» Exercise set
1. Name every locomotive manufacturer mentioned in the passage below on field-loop dynamic brake control.
2. Write the next part of the passage below on field-loop dynamic brake control, picking up right after its final sentence.

We can see thus that ALCO also offered field loop compatibility on the Century series locomotives through at least the third quarter of 1967, just looking at one manual.


Why am I doing all this?

The answer is simple. Many things have been written in railfan oriented publications and on railfan forums about multiple unit compatibility between what we might now think of as "early" diesel locomotives in the US. Much of that, I'm sorry to say, has either been mistaken or at least confused.

Now that the subject of field loop dynamic brake control came up, it was time to get out all the original manufacturer's materials and really look at what was offered when. This material does no one any good if it just sits.. and it does little good if it isn't read and interpreted in this sort of way to answer questions. And preserve the actual history of the design and manufacture of these units.

Now, none of this is to say that railroads were buying EMD units or GE units or ALCO Centuries in the mid-late 1960's with field loop dynamic brake control. It is to say that compatibility was offered for a very long time after EMD began to offer potential control on its units. It is also to say that some units were one way or the other, and that some units could operate with either type of control.

This might even help really die-hard model railroaders out there who want to absolutely ensure that their layout consists would have actually been compatible in all aspects. Who knows.

I think I'll have one more post to make in this series for completeness, and that should be it.

-Will Davis
  by Pneudyne
In respect of the EMD field-loop system of dynamic brake control, my understanding is that originally it was a high-current system. That is the field-loop trainwires and jumper cables carried the actual main generator battery field current for all units (up to four) connected in series. And that this battery field current was controlled by the master controller DB rheostat (consequently a large, heavy-current device) in the leading unit.

But somewhere along the way, the field-loop control system might have been changed to become a (relatively) low-current system, which effectively piloted some form of heavy-current control system in each locomotive.

GEJ-3815, the U25B educational manual, provides schematics for the DB system including the optional field-loop control. When field-loop control is switched in on a leading locomotive, the field loop trainwires are fed from the XB trainwire, which is in turn controlled by the low-current resistances switched (in 16 steps) by throttle handle action. Here the current level would be that required by the exciter battery fields, several in parallel, which would be much lower than that required by main generator battery fields. Not shown is how field-loop DB control is executed on U25B trailing units, but possibly the exciter battery fields are simply connected in series in the loop.

The book “D-Day on the Western Pacific” by Virgil Staff provides some additional clues. In talking of the EMD GP-20 it was said: “The field loop brake concept had been used by Electro-Motive from the early days of dynamic braking in 1,350-hp units. In this system, each unit was equipped with a separate three-pronged field loop receptacle connected by a jumper cable between each unit to hook the main generator battery fields in series. In dynamic braking, current from the batteries of the lead unit passed through the battery fields of each trailing unit, and then back through the other wire in the cable to the batteries of the lead unit.

» Supplied material

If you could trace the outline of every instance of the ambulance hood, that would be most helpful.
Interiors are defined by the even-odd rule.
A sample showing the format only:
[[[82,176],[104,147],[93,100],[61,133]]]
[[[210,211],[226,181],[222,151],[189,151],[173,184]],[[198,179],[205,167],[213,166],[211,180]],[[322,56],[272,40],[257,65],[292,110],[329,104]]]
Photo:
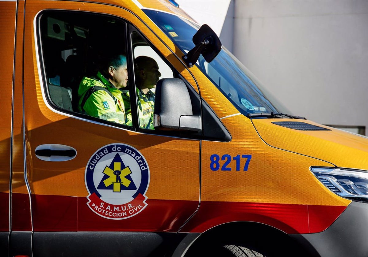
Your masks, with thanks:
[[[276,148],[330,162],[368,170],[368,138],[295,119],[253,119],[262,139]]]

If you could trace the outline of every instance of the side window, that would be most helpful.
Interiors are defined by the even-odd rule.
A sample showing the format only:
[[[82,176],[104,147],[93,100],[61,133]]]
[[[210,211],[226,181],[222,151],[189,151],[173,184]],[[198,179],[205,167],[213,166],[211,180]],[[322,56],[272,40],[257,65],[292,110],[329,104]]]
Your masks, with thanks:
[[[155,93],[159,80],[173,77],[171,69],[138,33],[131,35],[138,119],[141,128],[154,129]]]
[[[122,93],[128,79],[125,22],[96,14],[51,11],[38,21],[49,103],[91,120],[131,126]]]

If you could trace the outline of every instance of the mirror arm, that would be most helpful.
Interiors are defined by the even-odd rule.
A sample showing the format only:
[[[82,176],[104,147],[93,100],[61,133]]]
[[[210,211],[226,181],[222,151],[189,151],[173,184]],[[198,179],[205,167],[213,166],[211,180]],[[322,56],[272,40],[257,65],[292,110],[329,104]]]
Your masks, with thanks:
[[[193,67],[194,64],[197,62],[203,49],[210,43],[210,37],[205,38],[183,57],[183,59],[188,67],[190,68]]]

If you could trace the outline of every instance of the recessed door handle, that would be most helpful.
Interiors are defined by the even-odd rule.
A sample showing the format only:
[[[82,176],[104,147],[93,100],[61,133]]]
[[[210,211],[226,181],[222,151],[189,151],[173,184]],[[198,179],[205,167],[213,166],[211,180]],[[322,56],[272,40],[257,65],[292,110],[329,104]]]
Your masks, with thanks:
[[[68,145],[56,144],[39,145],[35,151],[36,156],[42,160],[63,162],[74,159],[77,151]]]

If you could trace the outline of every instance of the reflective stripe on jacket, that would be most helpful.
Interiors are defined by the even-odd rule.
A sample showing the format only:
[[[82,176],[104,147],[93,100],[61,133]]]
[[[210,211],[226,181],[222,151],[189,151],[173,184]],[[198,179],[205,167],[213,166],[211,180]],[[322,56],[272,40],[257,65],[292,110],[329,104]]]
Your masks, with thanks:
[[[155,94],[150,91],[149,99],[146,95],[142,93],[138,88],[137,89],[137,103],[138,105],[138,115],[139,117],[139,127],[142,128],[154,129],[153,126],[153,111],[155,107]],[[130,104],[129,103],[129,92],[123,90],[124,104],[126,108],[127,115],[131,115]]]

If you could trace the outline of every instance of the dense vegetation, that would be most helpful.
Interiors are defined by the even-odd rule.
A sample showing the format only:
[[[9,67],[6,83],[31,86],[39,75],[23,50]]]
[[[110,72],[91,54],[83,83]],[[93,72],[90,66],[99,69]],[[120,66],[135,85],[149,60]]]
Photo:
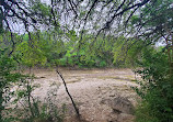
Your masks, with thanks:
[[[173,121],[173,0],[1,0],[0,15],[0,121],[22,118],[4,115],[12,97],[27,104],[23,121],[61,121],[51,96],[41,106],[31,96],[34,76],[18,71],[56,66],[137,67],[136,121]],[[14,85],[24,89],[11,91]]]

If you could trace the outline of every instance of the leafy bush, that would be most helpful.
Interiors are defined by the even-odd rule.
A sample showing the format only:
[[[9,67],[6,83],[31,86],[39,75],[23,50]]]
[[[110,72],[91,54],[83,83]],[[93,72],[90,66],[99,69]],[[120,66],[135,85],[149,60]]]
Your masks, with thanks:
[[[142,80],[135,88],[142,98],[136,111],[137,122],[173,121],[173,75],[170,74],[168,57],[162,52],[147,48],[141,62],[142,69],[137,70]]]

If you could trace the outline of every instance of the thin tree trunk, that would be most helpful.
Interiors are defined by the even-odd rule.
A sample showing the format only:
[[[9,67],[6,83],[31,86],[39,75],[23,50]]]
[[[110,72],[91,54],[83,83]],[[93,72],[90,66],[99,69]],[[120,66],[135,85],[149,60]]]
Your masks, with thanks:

» Outputs by task
1. ALCO, EMD (also called Electro-Motive), and GE.

2.
“Control of excitation was done by manipulating the amount of current through the field circuit, and this in turn controlled the dynamic braking effort. The design was a proven one, and the only major difference on the GP-20s from that on older power was the presence of a load regulator commutator rheostat to control the amount of battery field current rather than a huge separate dynamic brake control rheostat in the control stand such as on the F-7s, GP-7s, and GP-9s. This was an improvement over the previous models since the builder eliminated the cost of a duplicate commutator rheostat and used a micro-positioner relay to control the position of the load regulator, and therefore the amount of dynamic braking current.”

Then Staff goes on to say that the WP GP-35s were equipped with potential wire DB control, and in addition: “To make the GP-35s compatible with older power, Electro-Motive included a field loop circuit which necessitated a motor-driven rheostat, and some extra transductors, capacitors, and rectifiers to produce a second dynamic braking system.”

And furthermore: “...when the GP-35s came to the property, the field loop system with which they were equipped was far from reliable, and there were problems with the motor-driven servomotor positioning the big faceplate commutator. So with the dual-system, whenever a GP-20 found itself in the consist with GP-35s, a dynamic braking problem developed for which the GP-20 tended to receive the blame, but for which the GP-35 was the culprit since it was forced to use its own inadequate field loop braking system instead of the potential line brake control circuit.”

I don’t think that there is enough information there to develop a complete picture as to how the dual-DB control systems worked, but they did seem to involve some complexities. Possibly the motor-driven commutator rheostat mentioned was intended to set field loop current from the lead unit and was slaved to DB potential wire voltage.

Returning to the GE U25B, when in trail this also had two modes for potential wire DB control. If it was trailing another U25B, then exciter battery field current was provided direct from the XB (DB excitation) trainwire. In turn XB trainwire voltage was controlled from the leading unit throttle handle in 16-steps, just as in motoring. On the other hand, if the U25B was trailing a non-U25B locomotive with potential wire DB control, then the exciter battery field was controlled by the load regulator, which in turn was controlled by a micro-positioner working from the XB trainwire. Switching between two modes was “automatic” from the GE-unique MR-trainwire, which was energized when a U25B was in the lead. Not really covered in GEJ-3815, but it would appear that during motoring, when a U25B was trailing a non-U25B, the exciter battery field was controlled by a combination of a local resistor matrix switched by relays in 8 steps from the AV, BV, CV and DV throttle control trainwires, and also by the load regulator rheostat.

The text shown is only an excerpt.